Passage shown.
########
---
title: >
Google Desktop 2
date: 2005-08-23 23:01
status: published
description: >
Fourteen hours too late.
tags: software, search, Google
---
Well, that was good timing. One day later (even less actually - it was a measly 14 hours before the relevant remaindering), Google goes and releases Google Desktop 2. I have installed it and, very generally, I like it.
I like that it integrates with Firefox and Thunderbird by default and automatically. I didn't have to tell it my Gmail username and password for it to display incoming mail from Thunderbird. Apparently, the Web Clips panel adds subscriptions for websites I visit frequently in Firefox, automatically. (OMG they're trying to rename RSS WTF STFU!)
At the moment I use a custom native Windows XP toolbar. At the top I have a collection of frequently used files and folders, below which is the MSN Windows tooltop deskbar search text field jobby. Below that I have the contents of the My Recent Documents folder, i.e. twenty of the most recently used files and their containing folders.
GD2 can replace much of this functionality with its Quick View panel, and I can merge the rest with the toolbar on the left of my desktop. But, there are a few things that'll stop me from getting rid of my current setup and using GD2 full-time:
- The sidebar can be auto-hidden, but it stays “always on top”; so the far top-right corner of the screen is no longer the currently maximised window's Close button, it's now just dead space on the sidebar.
- When I point to the right edge of the screen the sidebar waits for a short while before appearing; this is obviously to prevent it popping up in front of a maximised window when I'm just trying to scroll, but that wouldn't be a problem if the sidebar didn't insist on being “always on top”.
- When I click away from MSN Deskbar Windows Tool Search, it automatically dismisses itself and leaves me alone; GD2 persists, in front of everything else of course.
- I've already got used to pressing F10 and having Windows Desktop MSN Bar focus itself; GD2 needs this option (and I have to be able to make it F10, not Ctrl+Shift+G or something similarly intricate).
-
I'd like to be able to see more than ten search results without opening a webpage. It doesn't matter how accurate the results are, it's not going to find all of a 13-track album. Desktop MSN Whatever still only shows 12, but the full-blown results window isn't a webpage.
########
Source information.
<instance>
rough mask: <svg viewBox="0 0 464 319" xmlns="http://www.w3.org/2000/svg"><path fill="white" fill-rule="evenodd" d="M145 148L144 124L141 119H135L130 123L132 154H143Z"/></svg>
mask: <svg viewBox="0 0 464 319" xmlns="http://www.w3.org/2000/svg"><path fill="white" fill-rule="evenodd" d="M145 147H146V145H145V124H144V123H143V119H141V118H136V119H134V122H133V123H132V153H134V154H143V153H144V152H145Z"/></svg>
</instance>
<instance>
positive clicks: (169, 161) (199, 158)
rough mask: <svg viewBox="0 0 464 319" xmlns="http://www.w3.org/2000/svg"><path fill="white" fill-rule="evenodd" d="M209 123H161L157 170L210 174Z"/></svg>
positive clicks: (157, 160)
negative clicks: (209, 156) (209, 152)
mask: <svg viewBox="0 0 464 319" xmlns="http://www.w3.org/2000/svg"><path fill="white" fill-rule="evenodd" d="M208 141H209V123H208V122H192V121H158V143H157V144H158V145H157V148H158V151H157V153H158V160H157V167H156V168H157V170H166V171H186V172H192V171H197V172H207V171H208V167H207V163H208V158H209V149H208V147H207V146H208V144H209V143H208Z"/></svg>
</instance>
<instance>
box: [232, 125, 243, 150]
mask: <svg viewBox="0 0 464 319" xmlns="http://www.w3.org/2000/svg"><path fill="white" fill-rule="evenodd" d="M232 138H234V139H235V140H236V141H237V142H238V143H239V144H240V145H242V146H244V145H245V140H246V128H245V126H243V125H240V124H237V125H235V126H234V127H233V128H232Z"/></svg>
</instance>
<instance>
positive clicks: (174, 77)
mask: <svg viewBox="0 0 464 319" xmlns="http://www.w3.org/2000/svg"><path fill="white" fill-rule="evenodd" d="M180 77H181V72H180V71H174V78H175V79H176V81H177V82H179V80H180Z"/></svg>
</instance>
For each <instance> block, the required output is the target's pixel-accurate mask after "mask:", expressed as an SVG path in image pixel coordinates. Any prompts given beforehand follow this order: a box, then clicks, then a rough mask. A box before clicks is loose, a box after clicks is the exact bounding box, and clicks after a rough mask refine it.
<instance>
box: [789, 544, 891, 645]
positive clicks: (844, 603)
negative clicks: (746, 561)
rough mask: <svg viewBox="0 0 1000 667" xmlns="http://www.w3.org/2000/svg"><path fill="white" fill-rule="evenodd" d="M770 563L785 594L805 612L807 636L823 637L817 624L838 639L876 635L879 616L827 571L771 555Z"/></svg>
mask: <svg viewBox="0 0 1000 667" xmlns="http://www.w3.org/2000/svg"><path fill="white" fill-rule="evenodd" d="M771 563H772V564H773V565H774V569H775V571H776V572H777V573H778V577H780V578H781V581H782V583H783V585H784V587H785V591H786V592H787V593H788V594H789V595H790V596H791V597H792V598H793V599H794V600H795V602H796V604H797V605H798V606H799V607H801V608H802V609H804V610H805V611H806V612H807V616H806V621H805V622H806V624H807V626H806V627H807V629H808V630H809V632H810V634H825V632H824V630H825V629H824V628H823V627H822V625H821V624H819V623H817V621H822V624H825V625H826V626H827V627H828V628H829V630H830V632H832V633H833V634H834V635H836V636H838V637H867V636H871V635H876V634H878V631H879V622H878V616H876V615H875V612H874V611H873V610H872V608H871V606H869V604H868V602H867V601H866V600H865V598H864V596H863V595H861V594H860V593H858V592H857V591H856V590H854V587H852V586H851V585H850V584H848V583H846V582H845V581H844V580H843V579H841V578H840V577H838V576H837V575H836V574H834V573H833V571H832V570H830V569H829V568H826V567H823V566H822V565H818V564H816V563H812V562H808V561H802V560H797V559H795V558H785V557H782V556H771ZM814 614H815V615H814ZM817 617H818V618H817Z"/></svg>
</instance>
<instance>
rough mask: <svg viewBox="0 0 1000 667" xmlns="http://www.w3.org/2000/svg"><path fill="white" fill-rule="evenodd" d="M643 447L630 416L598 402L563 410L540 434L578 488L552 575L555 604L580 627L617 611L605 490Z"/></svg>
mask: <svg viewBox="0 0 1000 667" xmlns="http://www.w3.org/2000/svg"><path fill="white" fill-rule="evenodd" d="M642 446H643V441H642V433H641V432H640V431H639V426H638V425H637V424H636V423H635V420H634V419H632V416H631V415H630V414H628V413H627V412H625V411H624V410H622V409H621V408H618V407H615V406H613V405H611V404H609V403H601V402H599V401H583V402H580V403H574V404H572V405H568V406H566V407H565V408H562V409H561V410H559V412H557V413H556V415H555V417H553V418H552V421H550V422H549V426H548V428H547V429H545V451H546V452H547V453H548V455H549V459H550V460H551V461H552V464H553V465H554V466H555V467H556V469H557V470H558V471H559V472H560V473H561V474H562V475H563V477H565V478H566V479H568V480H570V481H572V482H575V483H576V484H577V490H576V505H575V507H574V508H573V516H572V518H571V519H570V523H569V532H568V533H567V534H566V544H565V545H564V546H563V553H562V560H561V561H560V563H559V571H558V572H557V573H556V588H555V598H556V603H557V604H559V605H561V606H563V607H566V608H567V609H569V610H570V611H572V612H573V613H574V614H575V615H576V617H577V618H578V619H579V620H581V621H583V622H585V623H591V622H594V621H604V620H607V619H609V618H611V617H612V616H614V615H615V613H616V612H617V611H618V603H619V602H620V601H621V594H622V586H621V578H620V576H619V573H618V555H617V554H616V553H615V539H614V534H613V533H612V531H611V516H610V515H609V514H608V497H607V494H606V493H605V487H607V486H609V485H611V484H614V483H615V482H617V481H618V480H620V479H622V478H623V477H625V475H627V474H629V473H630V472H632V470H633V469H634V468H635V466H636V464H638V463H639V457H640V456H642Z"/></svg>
########
Tasks to carry out.
[1] Reproduce the Google Desktop 2 post word for word, beginning at the words "tags: software, search, Google" and stopping after "generally, I like it.".
[2] Write the next part of the Google Desktop 2 post, picking up after its last sentence.
The listing plays no part here.

Answers to the tasks.
[1]
tags: software, search, Google
---
Well, that was good timing. One day later (even less actually - it was a measly 14 hours before the relevant remaindering), Google goes and releases Google Desktop 2. I have installed it and, very generally, I like it.

[2]
There are a few other things I'd like to see fixed but that wouldn't necessarily stop me from using GD2:
- Much of the news content seems distinctly North American; maybe it's actually just international. Maybe me looking at more UK- and Europe-related news would fix this automatically for me. But it should be a bit smarter and offer more tailored content (and fix the spelling of the UI) based on my location.
- Panels should scroll automatically (where it makes sense), rather than just showing the first item
- It still seems a little eager to fire up a webpage; there should be an option to turn off all webpage-based UI and handle preferences through proper chrome (or it should just do that anyway)
- The search box is stuck to the bottom; maybe I want it at the top, or somewhere in the middle.
- When I resize the preview box for news items (as I'm invited to by the grippy), I expect more content to be shown, not more whitespace.
- When I type Maximo Park I also want it to find
Maxïmo Park
, like a Google web search would.
- It'd be nice if there was a To Do panel that could integrate with my Sunbird iCalendar files, like Konfabulator's PIM Overview widget can. It'd be even better if it was an editor rather than just a display (only if it was properly interoperable with Sunbird, of course).
- I'm not allowed to move the deskbar out of the taskbar and into another native Windows XP toolbar, like I could with GDS and can with Desktop MSN Windows Search Toolbar.
- It'd be nice if the panels could automatically resize themselves to suit the amount of content they contain (as long as it happened while I wasn't looking).
So for now I'm sticking with Search Microsoft Desktop Windows Toolbar...box. If Google had been a day earlier, they might've just won.